**TEXT PASSAGE**
━━━━━━
If you’ve been listening to the news at all this week you will know that construction giant Carillion has gone into liquidation. With only £90 million in the bank and owing a whopping £1.5 billion it was inevitable when the banks said ‘no’ to more cash.
So, what did go wrong?
In a nutshell, they forgot the basics. It doesn’t matter how large (or small) you are if you don’t look after your cash flow – look ahead to the future with the help of the present – you will fail.
Ok so we don’t all have a £600m pension deficit to worry about but we all have our own challenges and worries that could overwhelm us in the same way if we let them.
Carillion, for all in purposes, looked like a successful company with a large order book of business lined up, ‘safe’ Government contracts in the bag such as HS2 and a £5.2 billion turnover. However, looks can be deceiving.
Carillion failed in three key areas which led to their ultimate downfall;
An accident waiting to happen – according to Professor Karl Williams at Manchester University’s Alliance Business School. “With outsourcing, you have to continually bid for new contracts, and the stock market expects to see continuous growth,” he told newspaper The Guardian on Saturday. “But sooner or later you take on a contract that makes huge losses and the operation can’t sustain those losses.
“There are problems when you move past being a specialist outsourcer. Many conglomerates just churn through contracts and move into areas they don’t understand, until their luck runs out. This was an accident waiting to happen.”
Lack of effective performance management
Large contracts that looked good from the outside but were not profitable – contrary to what many think Government contracts are not a licence to print money, but typically provide only wafer-thin profit margins for the contractors involved. So, when anything doesn’t go to plan, such as finding asbestos on a site where you are going to build a new hospitable, costs overrun and profits disappear.
━━━━━━
**EXERCISE INPUT**
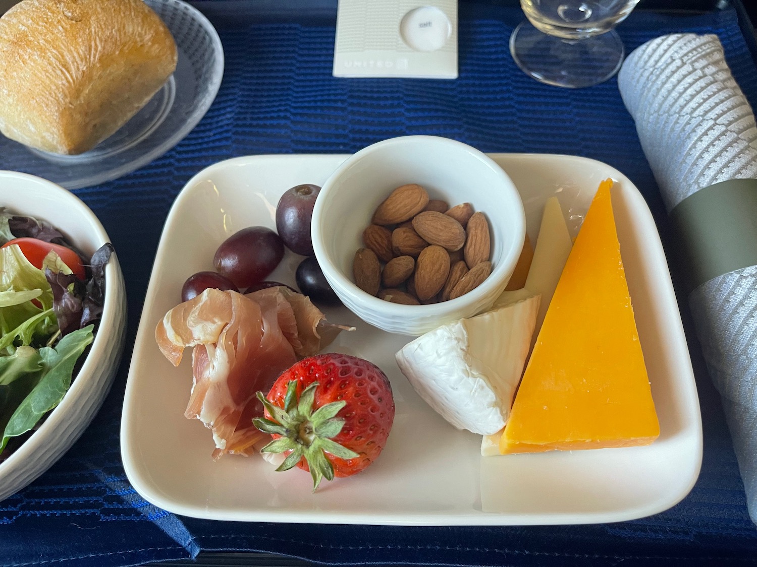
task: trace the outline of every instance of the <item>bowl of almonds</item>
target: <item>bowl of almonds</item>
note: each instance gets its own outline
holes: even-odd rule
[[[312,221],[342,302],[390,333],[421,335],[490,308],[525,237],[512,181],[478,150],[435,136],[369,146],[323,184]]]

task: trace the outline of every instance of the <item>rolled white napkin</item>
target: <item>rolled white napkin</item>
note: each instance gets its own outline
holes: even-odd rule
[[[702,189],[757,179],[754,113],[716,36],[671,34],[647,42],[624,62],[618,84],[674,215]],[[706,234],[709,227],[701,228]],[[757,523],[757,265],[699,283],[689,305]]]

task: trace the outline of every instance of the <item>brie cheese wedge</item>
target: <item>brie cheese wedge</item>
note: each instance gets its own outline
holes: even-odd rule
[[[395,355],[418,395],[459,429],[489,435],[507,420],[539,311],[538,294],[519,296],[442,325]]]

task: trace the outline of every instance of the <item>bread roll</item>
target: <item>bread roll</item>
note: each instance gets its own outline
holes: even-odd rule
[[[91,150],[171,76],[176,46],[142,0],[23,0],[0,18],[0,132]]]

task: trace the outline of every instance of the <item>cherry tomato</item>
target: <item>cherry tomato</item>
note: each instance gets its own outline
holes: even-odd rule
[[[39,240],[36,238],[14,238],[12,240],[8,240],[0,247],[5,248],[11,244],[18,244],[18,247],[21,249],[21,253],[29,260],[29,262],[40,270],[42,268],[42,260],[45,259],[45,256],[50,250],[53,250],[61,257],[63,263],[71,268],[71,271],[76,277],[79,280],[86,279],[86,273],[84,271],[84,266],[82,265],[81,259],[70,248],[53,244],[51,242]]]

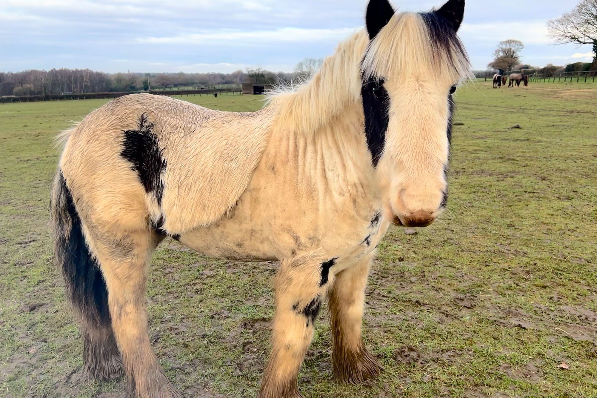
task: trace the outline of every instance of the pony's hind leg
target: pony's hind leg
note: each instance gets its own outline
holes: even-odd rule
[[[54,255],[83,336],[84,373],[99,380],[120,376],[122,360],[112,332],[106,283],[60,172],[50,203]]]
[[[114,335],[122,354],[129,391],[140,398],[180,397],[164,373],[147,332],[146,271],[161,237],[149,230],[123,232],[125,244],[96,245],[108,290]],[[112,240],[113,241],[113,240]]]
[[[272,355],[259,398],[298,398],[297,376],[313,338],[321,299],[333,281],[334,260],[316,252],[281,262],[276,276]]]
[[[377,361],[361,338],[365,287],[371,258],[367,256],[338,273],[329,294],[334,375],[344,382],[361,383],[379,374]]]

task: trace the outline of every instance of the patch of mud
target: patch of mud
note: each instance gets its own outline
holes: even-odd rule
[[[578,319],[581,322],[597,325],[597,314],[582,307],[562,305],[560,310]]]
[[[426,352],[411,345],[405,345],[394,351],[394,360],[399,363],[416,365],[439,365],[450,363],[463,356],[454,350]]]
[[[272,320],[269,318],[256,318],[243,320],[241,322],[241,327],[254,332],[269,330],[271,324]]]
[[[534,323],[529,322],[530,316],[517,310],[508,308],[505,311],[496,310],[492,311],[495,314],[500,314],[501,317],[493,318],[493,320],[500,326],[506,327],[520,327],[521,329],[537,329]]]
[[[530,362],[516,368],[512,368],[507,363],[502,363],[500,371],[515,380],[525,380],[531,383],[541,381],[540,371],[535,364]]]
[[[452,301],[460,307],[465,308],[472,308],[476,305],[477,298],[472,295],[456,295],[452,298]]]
━━━━━━
**PARTS OF THE EXERCISE**
(a) Duplicate the stretch of the Carillion passage from "If you’ve been" through "we let them.".
(b) In the rows, rewrite the stretch from the line that contains "task: trace the outline of every instance of the <item>bread" through the line that contains "[[[91,150],[171,76],[176,46],[142,0],[23,0],[0,18],[0,132]]]", changing "bread roll" to "dinner roll" and leaving everything else the same. Return only those lines.

**RESULTS BY TASK**
(a)
If you’ve been listening to the news at all this week you will know that construction giant Carillion has gone into liquidation. With only £90 million in the bank and owing a whopping £1.5 billion it was inevitable when the banks said ‘no’ to more cash.
So, what did go wrong?
In a nutshell, they forgot the basics. It doesn’t matter how large (or small) you are if you don’t look after your cash flow – look ahead to the future with the help of the present – you will fail.
Ok so we don’t all have a £600m pension deficit to worry about but we all have our own challenges and worries that could overwhelm us in the same way if we let them.

(b)
task: trace the outline of every instance of the <item>dinner roll</item>
target: <item>dinner roll</item>
note: each instance gets its own outline
holes: even-odd rule
[[[91,150],[171,76],[176,46],[142,0],[23,0],[0,18],[0,132]]]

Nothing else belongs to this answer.